• Assignment:
Without the pictures, give the records again exactly as they appear.

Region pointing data
*** Block opens ***
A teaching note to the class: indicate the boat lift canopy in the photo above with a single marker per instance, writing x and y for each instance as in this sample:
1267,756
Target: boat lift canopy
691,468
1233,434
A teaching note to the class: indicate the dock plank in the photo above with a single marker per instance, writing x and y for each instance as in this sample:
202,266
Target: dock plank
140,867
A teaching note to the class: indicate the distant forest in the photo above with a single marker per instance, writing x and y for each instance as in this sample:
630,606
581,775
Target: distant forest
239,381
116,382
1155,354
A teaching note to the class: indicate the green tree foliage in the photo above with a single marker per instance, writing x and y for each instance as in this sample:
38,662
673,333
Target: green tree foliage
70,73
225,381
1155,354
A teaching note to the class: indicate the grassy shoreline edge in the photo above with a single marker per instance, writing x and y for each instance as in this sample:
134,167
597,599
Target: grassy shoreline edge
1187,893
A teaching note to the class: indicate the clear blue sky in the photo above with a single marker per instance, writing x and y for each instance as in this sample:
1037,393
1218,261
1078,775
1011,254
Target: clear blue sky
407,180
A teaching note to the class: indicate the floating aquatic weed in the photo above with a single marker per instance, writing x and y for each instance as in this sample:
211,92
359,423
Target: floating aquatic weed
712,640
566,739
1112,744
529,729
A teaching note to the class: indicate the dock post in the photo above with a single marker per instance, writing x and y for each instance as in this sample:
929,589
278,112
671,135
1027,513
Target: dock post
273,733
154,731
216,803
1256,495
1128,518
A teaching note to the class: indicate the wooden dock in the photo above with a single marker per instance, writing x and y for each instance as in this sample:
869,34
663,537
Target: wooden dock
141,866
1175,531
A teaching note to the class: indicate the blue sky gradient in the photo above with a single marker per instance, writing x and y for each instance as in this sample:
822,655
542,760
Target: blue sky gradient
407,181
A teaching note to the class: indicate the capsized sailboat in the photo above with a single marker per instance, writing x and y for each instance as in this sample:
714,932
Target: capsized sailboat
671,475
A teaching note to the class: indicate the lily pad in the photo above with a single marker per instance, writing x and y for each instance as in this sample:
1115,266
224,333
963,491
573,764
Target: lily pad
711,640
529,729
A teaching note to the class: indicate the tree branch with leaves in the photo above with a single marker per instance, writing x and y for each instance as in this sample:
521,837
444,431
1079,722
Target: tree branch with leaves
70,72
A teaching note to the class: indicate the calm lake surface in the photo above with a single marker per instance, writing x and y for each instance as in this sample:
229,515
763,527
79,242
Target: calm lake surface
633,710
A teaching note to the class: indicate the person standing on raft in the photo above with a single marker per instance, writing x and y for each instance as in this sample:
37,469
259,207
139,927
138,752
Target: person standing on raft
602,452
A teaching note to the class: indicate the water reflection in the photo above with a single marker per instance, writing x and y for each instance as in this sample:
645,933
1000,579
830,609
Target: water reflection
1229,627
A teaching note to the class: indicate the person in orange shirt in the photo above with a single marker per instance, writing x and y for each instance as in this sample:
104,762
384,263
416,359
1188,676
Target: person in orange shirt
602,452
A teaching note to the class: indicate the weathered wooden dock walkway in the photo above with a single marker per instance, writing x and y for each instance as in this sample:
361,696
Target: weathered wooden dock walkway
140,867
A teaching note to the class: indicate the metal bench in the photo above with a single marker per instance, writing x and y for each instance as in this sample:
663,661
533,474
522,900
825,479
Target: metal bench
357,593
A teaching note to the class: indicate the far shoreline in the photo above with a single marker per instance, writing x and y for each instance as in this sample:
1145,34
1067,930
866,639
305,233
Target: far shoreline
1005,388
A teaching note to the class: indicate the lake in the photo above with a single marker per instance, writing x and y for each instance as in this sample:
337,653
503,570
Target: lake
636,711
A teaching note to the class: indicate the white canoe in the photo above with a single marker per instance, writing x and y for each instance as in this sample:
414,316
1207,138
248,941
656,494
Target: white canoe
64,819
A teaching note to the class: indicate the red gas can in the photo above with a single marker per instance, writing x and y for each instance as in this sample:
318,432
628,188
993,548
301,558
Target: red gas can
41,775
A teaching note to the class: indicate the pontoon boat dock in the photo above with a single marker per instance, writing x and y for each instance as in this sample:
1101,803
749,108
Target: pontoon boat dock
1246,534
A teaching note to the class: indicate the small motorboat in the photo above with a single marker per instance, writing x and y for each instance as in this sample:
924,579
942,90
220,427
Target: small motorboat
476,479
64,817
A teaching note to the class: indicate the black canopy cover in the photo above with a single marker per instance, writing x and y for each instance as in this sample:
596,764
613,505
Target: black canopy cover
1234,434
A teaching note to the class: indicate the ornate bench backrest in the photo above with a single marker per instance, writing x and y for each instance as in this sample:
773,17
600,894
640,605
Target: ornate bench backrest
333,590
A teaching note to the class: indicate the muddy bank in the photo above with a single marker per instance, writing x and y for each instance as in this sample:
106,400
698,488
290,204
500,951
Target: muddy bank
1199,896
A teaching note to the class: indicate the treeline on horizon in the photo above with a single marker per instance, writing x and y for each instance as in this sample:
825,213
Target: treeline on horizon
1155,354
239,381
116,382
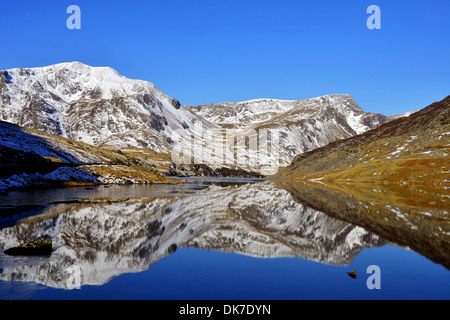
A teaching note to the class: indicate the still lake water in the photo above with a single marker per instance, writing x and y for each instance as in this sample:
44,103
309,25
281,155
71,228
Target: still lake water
*** Block closes ***
• Final answer:
A teaching note to the class: indicate the boat lift canopy in the photo above with a single marker per instance, writing x and y for each instance as in this sample:
1267,756
Target: boat lift canopy
691,468
1233,434
A teaching note to the class: indicate the dock plank in the photo above with a single marker per instance, writing x and y for each instance as in this sample:
202,266
Target: dock plank
140,867
A teaching note to the class: indicate the distant forest in the photo above with a single marker per instance, writing x and y for each instance as in this sample:
630,606
581,775
Target: distant forest
239,381
116,382
1155,354
A teaching note to the class: indicate the green tree foliage in the photo above with a single marker per instance, writing x and y for each instance as in this sample:
38,662
673,333
Target: green tree foliage
70,73
225,381
1155,354
A teaching note to the class: indicate the grassy shoreline edge in the photo above with a single marker per instance, writing x and y for each instance as in this sample:
134,167
597,599
Target: grassy shoreline edge
1187,893
A teaching note to the class: indicate the clear blue sky in the photo above with a single marker per instance, writing x and y for each instance as in this sample:
1037,393
1218,261
1078,775
1011,254
Target: clear blue sky
407,180
A teaching note to the class: indicate the floating aquatic weed in the photo above with a single marker per instance, writing x and y for each instance as in this sample:
211,92
359,423
Target: floating aquatic weed
712,640
566,739
1112,744
529,729
A teaching note to the class: indicate the dock post in the photo above with a single marker per instance, writing x and y for each instance as in this sample:
929,589
278,112
671,135
1027,513
Target: dock post
273,733
154,731
216,803
1256,495
1128,518
A teaching note to the class: indicate the wooden dock in the photo above with a single marker per instance, writing x and y for each instance as in this sample:
869,34
663,537
Target: wooden dock
141,866
1175,531
A teaching note to the class: indicate the blue sky gradient in the photo above with a single marker per instance, writing x and y for each instance as in this sample:
822,655
542,760
Target: blue sky gradient
407,181
A teaching note to the class: indicate the capsized sailboat in the photo above with a single marker per instance, writing x and y for each instance as in this sample:
714,932
Target: capsized sailboat
671,475
A teaching note to the class: indicate the lily pad in the photo above with a single marker per instance, writing x and y for each instance as in this sample:
1115,266
224,333
963,491
573,764
Target: lily pad
711,640
529,729
A teaching note to the class: indicate the tree branch with leaves in the photo above with a single marker per instance, writing x and y for each instance as in this sample:
521,837
444,431
1079,722
Target: tree branch with leaves
70,72
A teaching note to the class: indicate the calm lake surface in the photo above with a single marker per instance, writing x and y for each instance as in this sample:
229,515
763,527
79,242
Target: calm lake surface
633,710
A teaching note to the class: indicate the person standing on raft in the photo above with a single marker per instance, writing x and y for each instance as in this sample:
37,469
259,207
139,927
138,752
Target: person standing on raft
602,452
A teaching note to the class: indicate the water reflection in the photo above with a single marker per instance, writing x and y for each instance as in this sample:
645,933
1000,579
830,609
Target: water reflection
1229,627
A teaching note to the class: indicate the person in orange shirt in the photo above with a single marker per instance, writing x and y for each instance as in this sample:
104,762
384,263
416,359
1188,676
Target: person in orange shirt
602,452
A teaching note to the class: indicate the weathered wooden dock walkway in the photo above with a single marker per instance, writing x and y for each instance as in this sample:
361,696
Target: weathered wooden dock walkway
140,867
A teaching note to the class: indicate the metal bench in the photo above with a single marker per instance, writing x and y for each instance as in this sample:
663,661
533,474
522,900
825,479
Target: metal bench
357,593
A teaching note to the class: indicate the far shoreline in the photo above with a single marker per instance, writing x and y for each instance as in this sample:
1145,34
1067,930
866,639
305,233
Target: far shoreline
1005,388
A teaching note to the class: indicate the lake in the photo above with a single marker per instance, writing x and y for each instance as in this sample:
337,653
503,570
Target: lake
636,711
A teaching note to the class: indicate the white canoe in the photo above with a single marker per instance, writing x and y for each instance as in this sample:
414,316
1207,138
248,941
656,494
Target: white canoe
64,819
A teaching note to the class: indicate the red gas can in the photo above with a single marker per instance, writing x and y for each instance as in this sample:
318,432
628,188
993,548
301,558
Target: red gas can
41,775
A teaching note to the class: indicate the pontoon boat dock in the photo above with a single marker per instance, writing x and y for each instance as in this sample:
1101,803
749,108
Target: pontoon boat dock
1246,534
A teaching note to the class: indicate the small motorboat in the photo above with a single marker per instance, writing x and y for each instance as in this sample:
924,579
942,90
220,427
Target: small motorboat
476,479
64,817
A teaching note to the class: indicate the black canopy cover in the photo above with a single marker per instance, writing x and y for each instance as in this sample:
596,764
613,505
Target: black canopy cover
1234,434
A teaching note to the class: indicate the ornate bench backrest in the photo above with a single marker per instance, writing x and y for each instance as in this sample:
773,17
600,894
640,605
Target: ornate bench backrest
333,590
A teaching note to the class: indicate the muddy bank in the photo above with a single marker per instance, writing x and y for each instance as in this sample:
106,400
698,488
290,204
500,951
Target: muddy bank
1199,896
A teaching note to the class: indicate the treeline on horizon in the photo above with a single marker per instance, writing x and y for each instance as in this sample:
825,213
Target: treeline on horizon
1155,354
239,381
116,382
A teaching note to the class: indicate the still lake water in the photo above with a single marker per instance, writing x and y for each instance as in this sample:
44,103
309,25
281,155
71,228
Target: still lake water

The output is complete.